• _What to work on_
Can you rewrite every one of the records below with "thickest part" swapped for "widest part" and nothing else changed? Leave the pictures out of your answer.

• _Records provided_
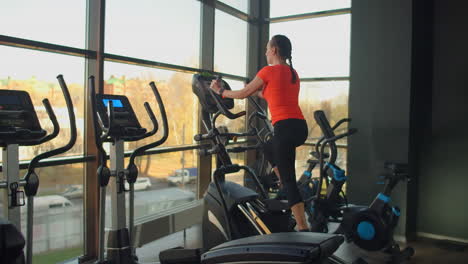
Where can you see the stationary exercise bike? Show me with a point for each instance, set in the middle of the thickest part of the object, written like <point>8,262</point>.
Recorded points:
<point>369,227</point>
<point>19,126</point>
<point>234,226</point>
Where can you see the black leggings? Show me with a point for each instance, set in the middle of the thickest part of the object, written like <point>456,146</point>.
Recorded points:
<point>280,151</point>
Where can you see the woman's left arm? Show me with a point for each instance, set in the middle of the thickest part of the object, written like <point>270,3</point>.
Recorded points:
<point>253,86</point>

• _Task result_
Where can you see the stationary exercise bike? Show me with a point for each instance, set in the middle of the widest part of the object, written like <point>8,262</point>.
Recorded points:
<point>369,227</point>
<point>19,126</point>
<point>234,226</point>
Where can you see the black leggings? Show me with a point for each instance, set in the middle of the widest part of the object, written like <point>456,146</point>.
Recorded points:
<point>280,151</point>
Where can you see the woman's left arm? Show me with a point for each instance, set in the middle of the widest part of the object, written like <point>270,3</point>.
Recorded points:
<point>253,86</point>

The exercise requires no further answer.